-- Your assignment --
Drop all images and give the records again exactly.

START Task inputs

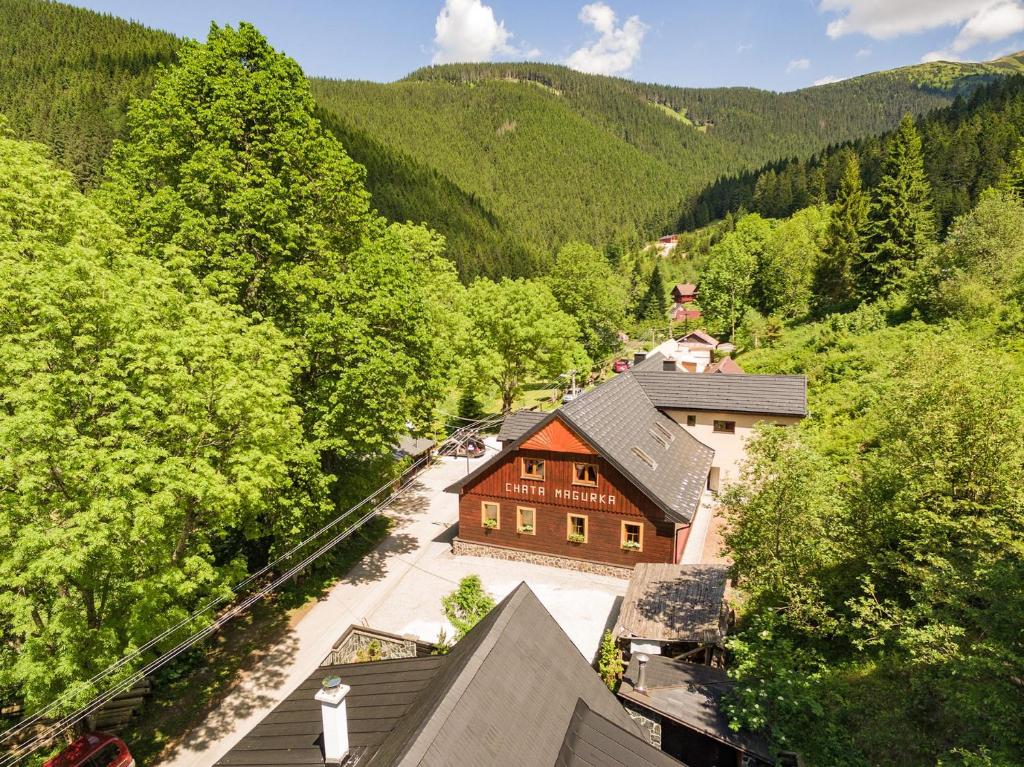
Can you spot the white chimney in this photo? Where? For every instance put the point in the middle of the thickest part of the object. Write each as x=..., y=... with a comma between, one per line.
x=332, y=700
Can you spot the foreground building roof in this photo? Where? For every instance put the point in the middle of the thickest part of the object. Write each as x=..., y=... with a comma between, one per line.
x=514, y=690
x=691, y=695
x=675, y=603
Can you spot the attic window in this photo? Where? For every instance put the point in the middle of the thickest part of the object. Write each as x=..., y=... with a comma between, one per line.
x=644, y=457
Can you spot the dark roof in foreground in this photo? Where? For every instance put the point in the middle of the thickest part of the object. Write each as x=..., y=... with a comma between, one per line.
x=690, y=694
x=675, y=603
x=505, y=694
x=518, y=423
x=777, y=395
x=592, y=740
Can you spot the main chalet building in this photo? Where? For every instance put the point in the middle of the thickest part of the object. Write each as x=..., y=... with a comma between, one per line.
x=617, y=476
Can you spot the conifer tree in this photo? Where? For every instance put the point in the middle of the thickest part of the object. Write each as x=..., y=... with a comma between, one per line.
x=834, y=278
x=901, y=225
x=653, y=304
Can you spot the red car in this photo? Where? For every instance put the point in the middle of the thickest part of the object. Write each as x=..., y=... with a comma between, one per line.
x=94, y=750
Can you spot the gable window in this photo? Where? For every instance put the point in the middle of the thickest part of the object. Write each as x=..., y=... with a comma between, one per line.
x=532, y=468
x=526, y=520
x=576, y=528
x=632, y=537
x=491, y=516
x=585, y=474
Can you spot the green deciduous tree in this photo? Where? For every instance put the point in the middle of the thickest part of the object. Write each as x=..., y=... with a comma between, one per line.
x=590, y=291
x=901, y=225
x=834, y=279
x=226, y=171
x=727, y=285
x=467, y=605
x=140, y=424
x=517, y=332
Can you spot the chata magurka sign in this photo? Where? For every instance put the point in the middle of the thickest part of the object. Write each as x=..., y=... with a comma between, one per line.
x=538, y=491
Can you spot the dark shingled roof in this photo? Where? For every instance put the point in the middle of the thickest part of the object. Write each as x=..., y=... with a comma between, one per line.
x=622, y=424
x=518, y=423
x=690, y=694
x=777, y=395
x=675, y=603
x=505, y=694
x=617, y=419
x=592, y=740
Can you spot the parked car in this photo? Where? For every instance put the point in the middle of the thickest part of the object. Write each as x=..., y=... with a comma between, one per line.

END Task inputs

-- Response area --
Can you spot the white chimney in this photo? Where? For every instance put the point in the middle of the thickest part of the object. Write each as x=..., y=... with a comma between, one per line.
x=332, y=700
Can you spot the foreground building roof in this photo? Where? For every instance put the point in the middle of the thickest part of the object. Write each as x=..., y=... with a comma between, one per line.
x=514, y=690
x=691, y=695
x=675, y=603
Can you spot the attic window in this photo? Where? For every instance put the point in the middle of the thickest part of the object. Write each as x=..., y=... with a comma between, one per line.
x=644, y=457
Can you spot the dark roof in foreground in this photo? Where? For every instance put the point in the middle of the thickest part of the object. Write each as x=..., y=... with a comma between, one per line.
x=690, y=694
x=675, y=603
x=505, y=694
x=518, y=423
x=777, y=395
x=592, y=740
Can you spot the main chalet building in this photo? Where? For every instance put the point in the middle of the thickest part of the object. Write each as x=..., y=... with a comma between, one per line.
x=617, y=476
Can you spot the conifer tree in this photo? Where? For every instance put the point in the middle of the thickest part of the object. Write each as x=..., y=... with a comma between, one per line.
x=834, y=278
x=901, y=225
x=653, y=304
Can you spot the red car in this photo? Where? For every instance put the point in the middle of the thickest part of the object. Write each as x=..., y=... with a comma between, one per line.
x=94, y=750
Can you spot the gable window in this photo? Where? For every instance put the point in the middle of the thickest part of the object. Write each as x=..., y=... with a comma between, one per line.
x=532, y=468
x=526, y=520
x=576, y=528
x=632, y=537
x=491, y=516
x=585, y=474
Can you spot the green deciduous tree in this photo? Where? For every instance put the point in the middle of the thickest part of the object. Write each as x=..., y=... with a comma between, one per line.
x=590, y=291
x=901, y=225
x=834, y=279
x=226, y=171
x=727, y=285
x=467, y=605
x=140, y=424
x=517, y=332
Can you spot the chata magurka sign in this photo? Where? For every instance put the point in the middle of the thickest part of the object. Write each as x=..., y=... with a comma between, one per line.
x=538, y=491
Can you spot the dark shingled roof in this photo? Where? For every instance put the point in the middle of the thickest part of the object. Write each as x=..., y=... with a comma between, one per line.
x=622, y=424
x=518, y=423
x=690, y=694
x=777, y=395
x=675, y=603
x=505, y=694
x=617, y=419
x=592, y=740
Can you spot the parked car in this photo? Where? For every instance put the point in the middle of the thickest part of the object. Write each as x=..., y=... with a comma between, one per line.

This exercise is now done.